**Task material:**

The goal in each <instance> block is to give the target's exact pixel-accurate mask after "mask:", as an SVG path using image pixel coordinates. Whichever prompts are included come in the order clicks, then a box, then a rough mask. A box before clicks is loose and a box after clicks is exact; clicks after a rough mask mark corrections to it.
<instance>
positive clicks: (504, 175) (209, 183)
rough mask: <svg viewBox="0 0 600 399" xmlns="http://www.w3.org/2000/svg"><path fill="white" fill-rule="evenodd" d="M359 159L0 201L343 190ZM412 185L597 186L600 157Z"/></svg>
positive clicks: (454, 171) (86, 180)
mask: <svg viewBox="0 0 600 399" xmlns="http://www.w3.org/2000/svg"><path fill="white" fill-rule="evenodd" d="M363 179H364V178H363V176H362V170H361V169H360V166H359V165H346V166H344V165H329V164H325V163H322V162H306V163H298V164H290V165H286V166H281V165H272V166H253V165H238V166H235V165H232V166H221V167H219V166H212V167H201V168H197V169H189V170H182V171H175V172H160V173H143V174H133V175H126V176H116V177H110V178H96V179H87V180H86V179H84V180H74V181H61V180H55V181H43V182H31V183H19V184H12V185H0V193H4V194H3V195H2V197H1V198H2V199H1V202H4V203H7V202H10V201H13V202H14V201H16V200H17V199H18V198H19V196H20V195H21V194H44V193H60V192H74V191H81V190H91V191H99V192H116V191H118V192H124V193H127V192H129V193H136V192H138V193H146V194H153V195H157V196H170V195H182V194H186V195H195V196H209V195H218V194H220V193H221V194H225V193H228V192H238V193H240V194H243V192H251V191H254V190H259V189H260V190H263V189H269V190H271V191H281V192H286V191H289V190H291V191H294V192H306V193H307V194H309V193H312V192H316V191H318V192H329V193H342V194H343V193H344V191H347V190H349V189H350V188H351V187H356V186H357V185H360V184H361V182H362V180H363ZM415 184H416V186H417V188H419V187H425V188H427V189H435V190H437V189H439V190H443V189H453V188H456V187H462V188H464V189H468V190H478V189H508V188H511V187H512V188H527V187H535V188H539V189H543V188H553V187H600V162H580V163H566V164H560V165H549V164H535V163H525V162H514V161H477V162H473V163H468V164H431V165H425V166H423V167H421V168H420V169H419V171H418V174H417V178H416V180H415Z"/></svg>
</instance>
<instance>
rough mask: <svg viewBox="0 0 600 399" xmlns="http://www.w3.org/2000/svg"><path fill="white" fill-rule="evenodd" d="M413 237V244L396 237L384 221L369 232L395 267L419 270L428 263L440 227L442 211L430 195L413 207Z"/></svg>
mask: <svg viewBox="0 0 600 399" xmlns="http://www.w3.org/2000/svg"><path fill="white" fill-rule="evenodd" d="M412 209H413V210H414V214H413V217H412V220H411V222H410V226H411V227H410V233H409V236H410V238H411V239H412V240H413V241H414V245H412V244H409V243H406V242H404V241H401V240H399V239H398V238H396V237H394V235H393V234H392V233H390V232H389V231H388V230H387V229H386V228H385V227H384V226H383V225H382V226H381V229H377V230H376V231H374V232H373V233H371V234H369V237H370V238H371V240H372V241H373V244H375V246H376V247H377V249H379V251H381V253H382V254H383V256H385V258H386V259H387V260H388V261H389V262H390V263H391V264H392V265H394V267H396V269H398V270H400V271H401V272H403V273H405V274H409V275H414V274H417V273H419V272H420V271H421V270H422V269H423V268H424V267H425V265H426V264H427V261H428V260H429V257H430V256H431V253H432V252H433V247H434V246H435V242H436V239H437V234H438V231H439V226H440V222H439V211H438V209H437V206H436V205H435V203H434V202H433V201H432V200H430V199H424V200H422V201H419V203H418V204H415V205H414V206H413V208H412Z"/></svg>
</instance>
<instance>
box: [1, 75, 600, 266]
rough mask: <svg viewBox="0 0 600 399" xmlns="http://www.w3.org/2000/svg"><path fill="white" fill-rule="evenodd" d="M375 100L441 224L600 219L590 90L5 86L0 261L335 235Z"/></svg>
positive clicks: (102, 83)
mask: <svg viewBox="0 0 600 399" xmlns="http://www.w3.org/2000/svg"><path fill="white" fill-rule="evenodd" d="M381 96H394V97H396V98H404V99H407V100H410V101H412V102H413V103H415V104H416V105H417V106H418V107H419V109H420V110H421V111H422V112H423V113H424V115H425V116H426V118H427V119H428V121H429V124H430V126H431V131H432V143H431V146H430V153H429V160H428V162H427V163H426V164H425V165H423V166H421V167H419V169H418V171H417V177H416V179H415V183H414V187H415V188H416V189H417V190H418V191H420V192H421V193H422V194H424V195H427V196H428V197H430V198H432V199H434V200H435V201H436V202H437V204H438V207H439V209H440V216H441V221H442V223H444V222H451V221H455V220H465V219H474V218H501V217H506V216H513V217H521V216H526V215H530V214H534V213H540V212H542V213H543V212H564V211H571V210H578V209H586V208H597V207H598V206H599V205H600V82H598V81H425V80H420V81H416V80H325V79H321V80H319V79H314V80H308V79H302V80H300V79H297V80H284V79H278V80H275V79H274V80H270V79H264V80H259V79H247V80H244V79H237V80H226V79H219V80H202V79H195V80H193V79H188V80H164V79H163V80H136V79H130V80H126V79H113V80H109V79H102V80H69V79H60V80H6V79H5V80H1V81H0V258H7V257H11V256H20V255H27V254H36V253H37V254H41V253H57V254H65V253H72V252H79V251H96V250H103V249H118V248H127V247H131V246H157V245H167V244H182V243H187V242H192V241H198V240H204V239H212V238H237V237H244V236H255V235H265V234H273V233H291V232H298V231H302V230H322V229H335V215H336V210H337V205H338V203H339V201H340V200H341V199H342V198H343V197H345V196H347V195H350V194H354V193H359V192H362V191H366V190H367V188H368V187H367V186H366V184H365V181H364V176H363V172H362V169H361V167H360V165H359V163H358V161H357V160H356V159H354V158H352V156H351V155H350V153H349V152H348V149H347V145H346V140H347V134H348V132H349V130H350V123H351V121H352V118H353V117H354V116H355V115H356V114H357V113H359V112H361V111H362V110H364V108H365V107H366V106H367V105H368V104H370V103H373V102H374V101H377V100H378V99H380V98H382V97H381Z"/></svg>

**What to produce:**
Each line of the data should be reproduced exactly as it appears.

**Task answer:**
The goal in each <instance> block is to give the target's exact pixel-accurate mask after "mask:", as an SVG path using image pixel coordinates. Whichever prompts are included come in the order clicks, then a box, then a rough mask. A box before clicks is loose and a box after clicks is exact; clicks after a rough mask mark corrections to it.
<instance>
positive clicks: (504, 175) (209, 183)
rough mask: <svg viewBox="0 0 600 399" xmlns="http://www.w3.org/2000/svg"><path fill="white" fill-rule="evenodd" d="M359 159L0 201L343 190ZM412 185L597 186L600 157Z"/></svg>
positive clicks: (454, 171) (86, 180)
mask: <svg viewBox="0 0 600 399" xmlns="http://www.w3.org/2000/svg"><path fill="white" fill-rule="evenodd" d="M363 179H364V178H363V176H362V170H361V169H360V166H359V165H346V166H344V165H329V164H325V163H322V162H306V163H298V164H290V165H286V166H281V165H272V166H253V165H238V166H235V165H232V166H221V167H219V166H212V167H201V168H197V169H189V170H182V171H175V172H160V173H143V174H133V175H126V176H116V177H110V178H96V179H87V180H86V179H84V180H74V181H61V180H55V181H43V182H31V183H19V184H12V185H0V193H4V194H3V195H2V197H1V198H2V199H1V202H4V203H7V202H10V201H13V202H14V201H16V200H17V199H18V198H19V196H20V195H21V194H44V193H60V192H74V191H81V190H91V191H99V192H116V191H118V192H124V193H127V192H129V193H136V192H138V193H146V194H153V195H157V196H170V195H182V194H186V195H195V196H209V195H218V194H220V193H221V194H225V193H228V192H238V193H240V194H243V192H251V191H254V190H259V189H260V190H263V189H269V190H271V191H281V192H286V191H289V190H291V191H294V192H306V193H307V194H309V193H312V192H316V191H318V192H329V193H342V194H343V193H344V191H347V190H349V189H350V188H351V187H356V186H357V185H360V184H361V182H362V180H363ZM415 184H416V186H417V188H419V187H425V188H427V189H435V190H437V189H439V190H443V189H453V188H456V187H462V188H464V189H468V190H478V189H508V188H511V187H512V188H527V187H535V188H539V189H543V188H553V187H600V162H580V163H566V164H560V165H549V164H535V163H525V162H514V161H477V162H473V163H468V164H431V165H425V166H423V167H421V168H420V169H419V171H418V174H417V178H416V180H415Z"/></svg>
</instance>
<instance>
rough mask: <svg viewBox="0 0 600 399" xmlns="http://www.w3.org/2000/svg"><path fill="white" fill-rule="evenodd" d="M413 237V244L396 237L384 221L369 232L395 267L419 270L428 263L440 227L442 211L430 195L413 207Z"/></svg>
mask: <svg viewBox="0 0 600 399" xmlns="http://www.w3.org/2000/svg"><path fill="white" fill-rule="evenodd" d="M412 209H413V210H414V214H413V217H412V220H411V222H410V226H411V227H410V233H409V236H410V238H411V239H412V240H413V241H414V245H412V244H409V243H406V242H404V241H401V240H399V239H398V238H396V237H394V235H393V234H392V233H390V232H389V231H388V230H387V229H386V228H385V227H384V226H383V225H382V226H381V229H377V230H376V231H374V232H373V233H371V234H369V237H370V238H371V240H372V241H373V244H375V246H376V247H377V249H379V251H381V253H382V254H383V256H385V258H386V259H387V260H388V261H389V262H390V263H391V264H392V265H394V267H396V269H398V270H400V271H401V272H403V273H405V274H409V275H414V274H417V273H419V272H420V271H421V270H422V269H423V268H424V267H425V265H426V264H427V261H428V260H429V257H430V256H431V253H432V252H433V247H434V246H435V242H436V239H437V234H438V231H439V226H440V222H439V211H438V209H437V206H436V205H435V203H434V202H433V201H432V200H430V199H424V200H422V201H419V203H418V204H415V205H414V206H413V208H412Z"/></svg>
</instance>
<instance>
box: [1, 75, 600, 266]
rough mask: <svg viewBox="0 0 600 399" xmlns="http://www.w3.org/2000/svg"><path fill="white" fill-rule="evenodd" d="M375 100L441 224L600 219L590 90L5 86L0 261L335 235Z"/></svg>
positive clicks: (102, 83)
mask: <svg viewBox="0 0 600 399" xmlns="http://www.w3.org/2000/svg"><path fill="white" fill-rule="evenodd" d="M381 96H394V97H396V98H404V99H407V100H410V101H412V102H413V103H415V104H416V105H417V106H418V107H419V109H420V110H421V111H422V112H423V113H424V115H425V116H426V118H427V119H428V121H429V124H430V126H431V131H432V143H431V146H430V153H429V160H428V162H427V163H426V164H425V165H423V166H421V167H419V169H418V171H417V177H416V179H415V183H414V187H415V188H416V189H417V190H418V191H420V192H421V193H422V194H424V195H427V196H428V197H430V198H432V199H434V200H435V201H436V202H437V204H438V207H439V209H440V216H441V221H442V223H444V222H451V221H455V220H465V219H474V218H501V217H506V216H513V217H521V216H526V215H530V214H534V213H540V212H542V213H543V212H564V211H571V210H578V209H586V208H597V207H598V206H599V205H600V82H598V81H425V80H420V81H416V80H325V79H321V80H319V79H314V80H308V79H302V80H300V79H297V80H284V79H278V80H275V79H274V80H270V79H264V80H259V79H247V80H244V79H237V80H226V79H219V80H202V79H195V80H193V79H188V80H164V79H163V80H136V79H130V80H126V79H113V80H109V79H102V80H69V79H60V80H6V79H5V80H1V81H0V258H7V257H11V256H20V255H27V254H36V253H37V254H41V253H57V254H65V253H72V252H79V251H96V250H103V249H118V248H127V247H131V246H157V245H167V244H182V243H187V242H192V241H198V240H204V239H212V238H237V237H244V236H255V235H265V234H273V233H291V232H298V231H302V230H322V229H335V215H336V210H337V205H338V203H339V201H340V200H341V199H342V198H343V197H345V196H347V195H350V194H354V193H359V192H362V191H366V190H367V188H368V187H367V186H366V184H365V181H364V176H363V172H362V169H361V167H360V165H359V163H358V161H357V160H356V159H354V158H352V156H351V155H350V153H349V152H348V149H347V145H346V140H347V134H348V132H349V130H350V123H351V121H352V118H353V117H354V116H355V115H356V114H357V113H359V112H361V111H362V110H364V108H365V107H366V106H367V105H368V104H370V103H373V102H374V101H377V100H378V99H380V98H382V97H381Z"/></svg>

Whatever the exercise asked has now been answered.